* Work instruction
Please retype all of the following entries exactly.

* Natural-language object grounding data
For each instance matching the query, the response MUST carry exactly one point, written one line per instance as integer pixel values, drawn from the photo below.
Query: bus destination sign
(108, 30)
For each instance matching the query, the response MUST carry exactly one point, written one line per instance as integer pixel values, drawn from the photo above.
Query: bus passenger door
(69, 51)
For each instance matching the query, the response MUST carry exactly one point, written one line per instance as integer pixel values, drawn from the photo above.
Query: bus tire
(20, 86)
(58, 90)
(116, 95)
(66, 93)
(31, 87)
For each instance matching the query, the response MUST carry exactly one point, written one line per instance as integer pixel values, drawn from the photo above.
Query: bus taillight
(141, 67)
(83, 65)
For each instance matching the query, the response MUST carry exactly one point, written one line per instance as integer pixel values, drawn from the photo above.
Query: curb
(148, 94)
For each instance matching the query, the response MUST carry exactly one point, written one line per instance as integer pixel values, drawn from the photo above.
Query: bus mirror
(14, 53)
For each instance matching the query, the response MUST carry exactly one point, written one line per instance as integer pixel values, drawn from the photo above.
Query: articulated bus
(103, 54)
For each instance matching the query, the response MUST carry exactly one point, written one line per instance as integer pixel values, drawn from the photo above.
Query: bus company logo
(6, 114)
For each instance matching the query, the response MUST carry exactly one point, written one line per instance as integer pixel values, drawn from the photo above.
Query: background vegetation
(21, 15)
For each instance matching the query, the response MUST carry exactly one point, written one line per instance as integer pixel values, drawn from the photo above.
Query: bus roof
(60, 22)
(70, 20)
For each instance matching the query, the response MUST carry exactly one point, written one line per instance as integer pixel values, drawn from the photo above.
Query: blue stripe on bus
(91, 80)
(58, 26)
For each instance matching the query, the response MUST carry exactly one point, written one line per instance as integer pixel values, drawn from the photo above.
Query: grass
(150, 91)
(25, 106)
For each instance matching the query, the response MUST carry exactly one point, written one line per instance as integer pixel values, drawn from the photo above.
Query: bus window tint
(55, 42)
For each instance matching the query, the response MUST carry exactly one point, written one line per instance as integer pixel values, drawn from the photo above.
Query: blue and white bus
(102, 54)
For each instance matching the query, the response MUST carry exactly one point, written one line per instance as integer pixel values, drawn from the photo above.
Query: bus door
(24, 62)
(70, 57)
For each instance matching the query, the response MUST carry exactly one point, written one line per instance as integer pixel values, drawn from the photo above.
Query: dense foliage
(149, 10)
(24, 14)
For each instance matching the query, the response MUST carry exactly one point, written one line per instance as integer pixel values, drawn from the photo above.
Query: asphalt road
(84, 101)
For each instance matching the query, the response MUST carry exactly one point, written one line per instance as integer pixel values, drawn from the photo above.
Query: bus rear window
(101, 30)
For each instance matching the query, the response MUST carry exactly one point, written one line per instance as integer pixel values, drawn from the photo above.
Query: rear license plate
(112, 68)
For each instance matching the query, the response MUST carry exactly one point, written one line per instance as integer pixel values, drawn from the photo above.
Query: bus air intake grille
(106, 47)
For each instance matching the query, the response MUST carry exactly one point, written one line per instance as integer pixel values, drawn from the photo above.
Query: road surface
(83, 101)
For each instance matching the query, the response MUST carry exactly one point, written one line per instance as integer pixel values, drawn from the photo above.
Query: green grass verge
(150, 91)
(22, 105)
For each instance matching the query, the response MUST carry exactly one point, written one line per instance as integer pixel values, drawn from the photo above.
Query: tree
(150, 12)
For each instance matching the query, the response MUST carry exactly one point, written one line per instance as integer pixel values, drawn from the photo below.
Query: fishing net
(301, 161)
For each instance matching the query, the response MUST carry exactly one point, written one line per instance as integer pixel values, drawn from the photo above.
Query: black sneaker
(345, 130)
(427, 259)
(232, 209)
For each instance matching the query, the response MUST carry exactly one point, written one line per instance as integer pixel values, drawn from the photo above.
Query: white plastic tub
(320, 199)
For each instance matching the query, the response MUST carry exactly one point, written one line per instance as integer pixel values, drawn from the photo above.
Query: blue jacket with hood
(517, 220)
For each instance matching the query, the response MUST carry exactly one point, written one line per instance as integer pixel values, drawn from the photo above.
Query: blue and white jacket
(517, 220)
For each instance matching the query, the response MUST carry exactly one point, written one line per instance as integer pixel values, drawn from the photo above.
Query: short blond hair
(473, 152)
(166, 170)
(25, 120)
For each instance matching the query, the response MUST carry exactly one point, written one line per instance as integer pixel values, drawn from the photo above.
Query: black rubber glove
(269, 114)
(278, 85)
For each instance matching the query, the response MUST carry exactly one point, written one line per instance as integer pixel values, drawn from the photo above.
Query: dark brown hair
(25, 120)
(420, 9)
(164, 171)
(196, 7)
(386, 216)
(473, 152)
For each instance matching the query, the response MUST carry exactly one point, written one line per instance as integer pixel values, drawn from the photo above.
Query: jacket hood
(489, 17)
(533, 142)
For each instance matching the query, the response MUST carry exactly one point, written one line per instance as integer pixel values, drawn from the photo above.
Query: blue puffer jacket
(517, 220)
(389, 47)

* Output of the task
For each instance matching the query, the response MUST carry exactly one point, written one line per instance as integer pixel values, drawn from the photo below.
Query: bus destination sign
(108, 30)
For each instance matching the query, the response MUST carry exactly one point, written one line per instance as integer pixel values, drawn from the photo above.
Query: bus passenger door
(69, 51)
For each instance matching the query, the response MUST carry exactly one point, written one line per instance as integer pixel values, drawn from the photo above.
Query: bus tire
(20, 86)
(58, 90)
(116, 95)
(66, 93)
(31, 87)
For each instance matching the query, the response MUST carry exactly one point, written one line per instance as integer pixel values, drawn from the photo above.
Query: bus taillight
(141, 67)
(83, 65)
For each instance matching the query, the response MUST carry exactly one point, written one line per instance as integer pixel values, drawn from the photo above.
Query: curb
(148, 94)
For each instance matching the query, the response MUST carry exactly one point, written one line per instance as integer pixel values, drawn from the photo above.
Query: bus mirror
(14, 53)
For each instance matching the query, the response MUST carry exactly one point, written one line per instance as integer pixel values, drawn from the photo above.
Query: articulated bus
(103, 54)
For each instance matching the query, the response MUST carry exactly one point, written one line per instance as integer pixel values, drawn from the photo above.
Query: bus company logo
(6, 114)
For each instance matching the query, the response MUST carry exactly one point, written one line per instance as integer pixel values, drawn from the photo above.
Query: background vegetation
(21, 15)
For each instance matching the query, the response MUST carry exactly one point, written one line per instance as integer pixel values, drawn from the photo above.
Query: bus roof
(60, 22)
(70, 20)
For each instance matching the query, the response MUST carry exactly one point, written one line per instance as integer pixel values, drawn from the photo above.
Query: blue stripe on bus
(91, 80)
(58, 26)
For each instance matching the query, the response MUST carry exactly one point, written one line per instance as integer pixel values, drawn from the photo above.
Query: grass
(150, 91)
(25, 106)
For each instance matching the query, the response MUST carry exactly one point, written one line per instance as integer pixel values, drawn from the photo above.
Query: bus window tint
(55, 42)
For each instance matching the query, the response MUST carry exactly one point, written one line per instance as integer pixel values, drawn from the photo above.
Query: blue and white bus
(102, 54)
For each instance matching the query, the response MUST carry exactly one point, written one line per instance as integer pixel values, drawn from the photo above.
Query: bus door
(24, 62)
(70, 57)
For each instance matching the query, the response MUST carry exactly one point, written one line per instance as integer pixel values, drawn from the photo above.
Query: dense foliage
(149, 10)
(24, 14)
For each instance matching the query, the response MUST carry exactly one point, written one line per instance as integer pixel values, drawn from the photo above.
Query: asphalt road
(84, 101)
For each instance matching the query, the response MUST carry exactly one point, written one line per instance as integer pixel values, drawn from the photo above.
Query: bus rear window
(101, 30)
For each instance matching the query, the response MUST carry exactly one point, written one line per instance as integer pixel values, drawn from the photo above.
Query: rear license plate
(112, 68)
For each instance matching the query, the response MUST carry exactly one point, written one line per instance as integer pixel values, drawn from the photo above.
Query: bus air intake grille
(106, 47)
For each instance matching the query, the response MUST carry exactly one point, written one line per instance as integer pixel values, drawn from the photo above.
Query: road surface
(83, 101)
For each instance matching the query, the response MUST carry exactly one point, written one line per instance as integer pixel values, drawn from the photo above.
Query: green grass verge
(150, 91)
(22, 105)
For each instance matching the query, the response MUST carry exactly one point, written one line per instance as integer pixel values, drawn from the photo above.
Query: tree
(150, 12)
For each instance matching the query, the response MUST carry exactly one point, written one line per instance as integer pixel values, drawn from the photo below.
Query: fishing net
(301, 161)
For each instance matching the query, the response MUST carry exactly one point, written one line per instance as integer pixel values, drawn from the photo above.
Query: black sneaker
(345, 130)
(427, 259)
(232, 209)
For each instance matching the query, the response MUST carry exactly one point, written one line per instance as integer pixel values, drawn from the photo above.
Query: white plastic tub
(320, 199)
For each instance matching the query, the response MUST carry exactly one point, written one line per instance as integer pixel values, drawn from the photo above.
Query: blue jacket with hood
(517, 220)
For each instance matching the query, the response MUST carry exactly one point, written one line per instance as integer pixel values, drawn from the photo above.
Query: blue and white jacket
(517, 220)
For each instance matching the query, the response MUST carry exactly one point, written one line per instance as integer pixel values, drawn from the photo above.
Query: short blond hair
(473, 152)
(166, 170)
(25, 120)
For each instance matching the query, the response MUST carry exactly one point, written one line per instance as integer pixel values, drawn from the photo above.
Query: black rubber glove
(269, 114)
(278, 85)
For each instance matching the query, the response MUST carry exactly one point, written one line per instance as integer pixel values, drawn from the photo above.
Query: dark brown hair
(25, 120)
(420, 9)
(164, 171)
(196, 7)
(386, 216)
(473, 152)
For each instance matching the query, the response MUST carry exactly one point, written one line per instance as integer pixel values, drawn from the photo above.
Query: jacket hood
(489, 17)
(533, 142)
For each instance matching the query, the response MUST carry exactly one point, written one line per instance as integer pixel values, drawn from the photo above.
Query: blue puffer jacket
(517, 220)
(389, 47)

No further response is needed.